[DIRECTIONS]:
In the entries below, replace each occurrence of "every instance of" with "each occurrence of" and write the entries out again, leaving everything else unchanged.

[THE DATA]:
_ _ _ _ _

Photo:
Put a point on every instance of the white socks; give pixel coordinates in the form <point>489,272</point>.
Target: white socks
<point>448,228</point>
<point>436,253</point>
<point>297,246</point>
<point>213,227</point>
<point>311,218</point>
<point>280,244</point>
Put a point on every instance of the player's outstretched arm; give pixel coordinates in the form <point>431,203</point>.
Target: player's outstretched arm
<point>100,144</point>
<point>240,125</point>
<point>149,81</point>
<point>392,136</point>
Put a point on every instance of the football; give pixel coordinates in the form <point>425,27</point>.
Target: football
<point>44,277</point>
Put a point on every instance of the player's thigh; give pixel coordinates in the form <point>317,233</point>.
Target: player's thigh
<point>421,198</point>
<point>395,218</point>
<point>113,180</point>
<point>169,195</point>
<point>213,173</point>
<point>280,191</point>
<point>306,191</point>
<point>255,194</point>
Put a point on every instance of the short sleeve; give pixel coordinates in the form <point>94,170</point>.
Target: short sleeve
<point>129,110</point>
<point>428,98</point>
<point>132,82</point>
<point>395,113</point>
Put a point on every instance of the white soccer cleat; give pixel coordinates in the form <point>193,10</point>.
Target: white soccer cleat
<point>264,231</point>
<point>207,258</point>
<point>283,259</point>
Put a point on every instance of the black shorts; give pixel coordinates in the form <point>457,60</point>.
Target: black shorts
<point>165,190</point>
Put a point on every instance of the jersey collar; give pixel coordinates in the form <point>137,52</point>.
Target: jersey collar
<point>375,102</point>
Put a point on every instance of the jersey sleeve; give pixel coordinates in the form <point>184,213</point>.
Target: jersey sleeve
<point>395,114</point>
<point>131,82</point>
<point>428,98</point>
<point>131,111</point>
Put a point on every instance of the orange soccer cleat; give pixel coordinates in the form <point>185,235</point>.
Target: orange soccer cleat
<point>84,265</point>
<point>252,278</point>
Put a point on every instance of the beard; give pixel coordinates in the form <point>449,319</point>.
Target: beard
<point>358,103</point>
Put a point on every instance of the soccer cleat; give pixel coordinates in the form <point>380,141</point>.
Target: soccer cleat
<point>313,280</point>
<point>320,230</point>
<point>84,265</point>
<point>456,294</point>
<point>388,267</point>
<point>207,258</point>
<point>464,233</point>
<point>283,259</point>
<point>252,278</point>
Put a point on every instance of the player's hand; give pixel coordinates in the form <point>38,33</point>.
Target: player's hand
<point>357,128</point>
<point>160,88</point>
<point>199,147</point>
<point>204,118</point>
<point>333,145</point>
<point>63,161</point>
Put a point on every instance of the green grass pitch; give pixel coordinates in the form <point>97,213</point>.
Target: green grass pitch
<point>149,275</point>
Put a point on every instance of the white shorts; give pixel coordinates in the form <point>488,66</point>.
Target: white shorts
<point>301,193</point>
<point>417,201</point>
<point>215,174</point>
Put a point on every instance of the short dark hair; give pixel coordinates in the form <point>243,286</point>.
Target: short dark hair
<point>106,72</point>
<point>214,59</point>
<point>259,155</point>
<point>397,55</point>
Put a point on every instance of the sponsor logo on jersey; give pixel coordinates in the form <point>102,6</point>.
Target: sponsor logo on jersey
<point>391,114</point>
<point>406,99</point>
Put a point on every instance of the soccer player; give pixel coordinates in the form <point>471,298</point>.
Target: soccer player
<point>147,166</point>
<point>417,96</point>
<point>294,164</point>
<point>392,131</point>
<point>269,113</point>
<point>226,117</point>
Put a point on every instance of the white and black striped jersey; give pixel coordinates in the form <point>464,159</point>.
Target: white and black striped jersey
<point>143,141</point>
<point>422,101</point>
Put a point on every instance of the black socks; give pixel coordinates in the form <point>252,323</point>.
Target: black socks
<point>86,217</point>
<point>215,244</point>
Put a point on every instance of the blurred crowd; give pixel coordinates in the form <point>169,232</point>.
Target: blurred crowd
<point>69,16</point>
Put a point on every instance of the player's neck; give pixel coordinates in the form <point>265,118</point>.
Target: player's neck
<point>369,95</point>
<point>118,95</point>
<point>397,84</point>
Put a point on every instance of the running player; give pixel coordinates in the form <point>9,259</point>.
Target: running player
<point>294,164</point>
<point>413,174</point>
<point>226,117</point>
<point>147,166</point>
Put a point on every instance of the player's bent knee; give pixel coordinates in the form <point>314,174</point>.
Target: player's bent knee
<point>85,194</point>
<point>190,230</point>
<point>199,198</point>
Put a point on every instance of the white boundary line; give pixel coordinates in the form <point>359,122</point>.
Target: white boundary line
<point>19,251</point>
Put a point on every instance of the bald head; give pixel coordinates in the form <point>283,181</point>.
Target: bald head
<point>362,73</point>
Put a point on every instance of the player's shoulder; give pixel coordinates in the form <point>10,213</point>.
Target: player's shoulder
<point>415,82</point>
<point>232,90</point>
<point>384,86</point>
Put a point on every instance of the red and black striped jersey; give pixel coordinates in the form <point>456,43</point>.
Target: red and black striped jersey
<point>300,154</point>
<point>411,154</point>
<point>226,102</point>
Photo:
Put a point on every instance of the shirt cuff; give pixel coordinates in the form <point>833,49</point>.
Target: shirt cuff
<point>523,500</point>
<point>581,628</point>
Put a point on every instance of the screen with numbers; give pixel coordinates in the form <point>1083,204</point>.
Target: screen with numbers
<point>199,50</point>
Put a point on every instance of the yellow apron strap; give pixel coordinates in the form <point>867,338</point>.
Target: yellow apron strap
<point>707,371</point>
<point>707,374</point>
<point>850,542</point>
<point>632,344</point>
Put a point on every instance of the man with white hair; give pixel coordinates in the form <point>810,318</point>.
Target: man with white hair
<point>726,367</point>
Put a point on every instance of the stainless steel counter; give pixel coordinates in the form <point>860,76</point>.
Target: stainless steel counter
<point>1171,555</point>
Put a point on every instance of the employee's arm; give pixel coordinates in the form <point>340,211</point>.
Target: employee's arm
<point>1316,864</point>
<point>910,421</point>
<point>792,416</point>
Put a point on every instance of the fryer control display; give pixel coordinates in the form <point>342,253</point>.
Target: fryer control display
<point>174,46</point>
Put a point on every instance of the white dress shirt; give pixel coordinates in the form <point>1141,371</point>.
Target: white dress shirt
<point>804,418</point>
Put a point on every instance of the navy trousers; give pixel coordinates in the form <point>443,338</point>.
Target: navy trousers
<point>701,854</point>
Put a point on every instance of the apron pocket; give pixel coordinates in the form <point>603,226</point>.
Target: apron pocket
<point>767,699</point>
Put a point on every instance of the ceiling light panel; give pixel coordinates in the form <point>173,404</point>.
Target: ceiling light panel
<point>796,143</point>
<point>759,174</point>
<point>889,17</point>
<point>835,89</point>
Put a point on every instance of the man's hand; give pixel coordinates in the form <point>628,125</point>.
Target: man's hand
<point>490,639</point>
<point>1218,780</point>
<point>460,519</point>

_ _ _ _ _

[THE ANSWER]:
Photo:
Put a point on each occurrence of the white socks; give pixel coordinates in the form <point>489,272</point>.
Target: white socks
<point>448,228</point>
<point>436,253</point>
<point>297,246</point>
<point>213,227</point>
<point>311,218</point>
<point>280,244</point>
Put a point on each occurrence of the player's outstretched arm; give pixel coordinates in the form <point>431,203</point>.
Target: player's outstretched arm
<point>100,144</point>
<point>240,125</point>
<point>149,81</point>
<point>392,136</point>
Put a point on each occurrence of the football; give pixel coordinates in the form <point>425,27</point>.
Target: football
<point>44,277</point>
Put a point on each occurrence of the player's thigh; give pixel coordinates in the form <point>317,233</point>.
Target: player's thigh
<point>421,198</point>
<point>395,218</point>
<point>113,180</point>
<point>169,195</point>
<point>213,173</point>
<point>280,191</point>
<point>306,191</point>
<point>255,194</point>
Put a point on each occurrence of the short sleeve; give pixel coordinates in the form <point>94,170</point>.
Target: short sleeve
<point>129,110</point>
<point>428,98</point>
<point>132,82</point>
<point>395,113</point>
Put a point on each occurrence of the white soccer cleat; give pixel coordinates in the form <point>193,10</point>.
Target: white soccer cleat
<point>264,231</point>
<point>207,258</point>
<point>283,259</point>
Put a point on each occurrence of the black shorts; give pixel coordinates in the form <point>457,60</point>.
Target: black shorts
<point>165,190</point>
Put a point on each occurrence of the jersey collar; give pixel coordinates in the form <point>137,52</point>.
Target: jersey collar
<point>375,102</point>
Put a point on each occurrence of the jersey sleeve; give pixel coordinates in the form <point>184,213</point>.
Target: jersey sleeve
<point>395,114</point>
<point>131,82</point>
<point>428,98</point>
<point>131,111</point>
Put a point on each occurrence of the orange soccer cleat; give pixel coordinates in the form <point>185,235</point>.
Target: orange soccer cleat
<point>84,265</point>
<point>252,278</point>
Put a point on each occurrence of the beard; give pixel coordinates in the form <point>449,319</point>.
Target: beard
<point>358,103</point>
Put a point on each occurrence of the soccer cleat; give pixel coordinates in the form <point>380,141</point>.
Target: soccer cleat
<point>313,280</point>
<point>320,230</point>
<point>84,265</point>
<point>456,294</point>
<point>388,267</point>
<point>207,258</point>
<point>464,233</point>
<point>283,259</point>
<point>252,278</point>
Put a point on each occurrence of the player's hand; give pixel coordinates in the form <point>38,33</point>.
Target: player's hand
<point>357,128</point>
<point>160,88</point>
<point>199,147</point>
<point>204,118</point>
<point>333,145</point>
<point>63,161</point>
Put a point on each occurrence of the green grass pitch; give pixel coordinates in the form <point>97,213</point>.
Target: green grass pitch
<point>149,275</point>
Put a point on each occurrence of the white shorts; give pixel coordinates in the form <point>488,66</point>.
Target: white shorts
<point>301,193</point>
<point>417,201</point>
<point>215,174</point>
Put a point on each occurrence of the short dark hair; give pixel coordinates in the form <point>243,286</point>.
Target: short dark hair
<point>106,72</point>
<point>214,59</point>
<point>259,155</point>
<point>397,55</point>
Put a point on each occurrence of the sponsor logo on jersey; give pixel coordinates in the form <point>102,6</point>.
Target: sponsor logo on jersey
<point>391,114</point>
<point>406,99</point>
Put a point on each occurrence of the soccer player; give pixel coordinates in the form <point>471,298</point>.
Target: soccer player
<point>147,166</point>
<point>417,96</point>
<point>294,164</point>
<point>392,131</point>
<point>269,113</point>
<point>226,117</point>
Put a point on each occurrence of the white and black striped jersey; give pixel coordinates in the form <point>464,159</point>.
Target: white and black striped jersey
<point>143,141</point>
<point>422,101</point>
Put a point on each occurrence of the black socks; give pixel coordinates in the form <point>252,323</point>.
Target: black socks
<point>86,217</point>
<point>215,244</point>
Put a point on each occurrence of the blurred crowd; give pixel coordinates in the form <point>169,232</point>.
Target: blurred crowd
<point>69,16</point>
Put a point on each occurrence of the player's neck; give pixel coordinates in the form <point>265,118</point>.
Target: player's neck
<point>369,95</point>
<point>118,95</point>
<point>397,84</point>
Put a point on each occurrence of the running player; give pixel coordinates in the form <point>9,259</point>.
Target: running player
<point>294,164</point>
<point>413,174</point>
<point>226,117</point>
<point>147,166</point>
Put a point on each occurrence of the player's bent knee; give pixel coordinates in the form <point>314,174</point>.
Target: player's bent knee
<point>85,194</point>
<point>190,230</point>
<point>199,198</point>
Put a point on each occurrence of the white boundary line; give pixel coordinates in the form <point>359,122</point>.
Target: white boundary line
<point>19,251</point>
Put a point on each occurrence of the bald head; give pixel coordinates in the form <point>283,181</point>.
Target: bald head
<point>362,73</point>
Put a point on each occurrence of the player's shoulder; give pixel coordinates in the form <point>10,213</point>.
Target: player's shoulder
<point>415,82</point>
<point>232,90</point>
<point>384,86</point>
Put a point on each occurrence of the red and black striped jersey; give pixel coordinates in the form <point>456,43</point>.
Target: red and black striped jersey
<point>300,154</point>
<point>411,154</point>
<point>226,102</point>
Photo:
Put a point on each occurrence of the shirt cuff; give pixel coordinates in the form <point>833,49</point>.
Target: shirt cuff
<point>523,500</point>
<point>581,628</point>
Put a point on each occurrence of the screen with numbers; give pixel coordinates in the form <point>1083,204</point>.
Target: screen with numbers
<point>199,50</point>
Put a point on each occurrence of the yellow apron strap; give pixel coordinates in the form <point>867,338</point>.
Target: yellow apron strap
<point>707,371</point>
<point>707,374</point>
<point>850,542</point>
<point>632,344</point>
Put a point on each occurrence of the man with white hair; give pixel coordinates in the form <point>810,318</point>.
Target: man with white hair
<point>726,367</point>
Put a point on each occurrence of the stainless steel counter; give pixel coordinates in the form <point>860,76</point>.
Target: stainless steel counter
<point>1171,555</point>
Put a point on each occurrence of the employee's arm; give pixel coordinates in the form <point>340,211</point>.
Target: employee's arm
<point>1316,864</point>
<point>910,421</point>
<point>792,416</point>
Put a point on each occurrence of the fryer control display; give pixel coordinates in the form <point>342,253</point>.
Target: fryer control display
<point>174,46</point>
Put a point on each occurrence of the white dress shirt; give pixel coordinates in the form <point>1141,371</point>.
Target: white dress shirt
<point>804,418</point>
Put a point on each occurrence of the navy trousers; give pixel coordinates in the form <point>443,338</point>.
Target: navy trousers
<point>701,854</point>
Put a point on each occurrence of the apron pocket; give pixel coordinates in the form <point>603,226</point>.
Target: apron pocket
<point>767,699</point>
Put a point on each occurrence of the ceiling light panel; give pixel coordinates in the form <point>173,404</point>.
Target: ceiling light panel
<point>796,143</point>
<point>759,174</point>
<point>889,17</point>
<point>835,89</point>
Put a point on each occurrence of the man's hand; give pixel coordinates in the form <point>628,125</point>.
Target: man's hand
<point>490,639</point>
<point>1218,780</point>
<point>460,519</point>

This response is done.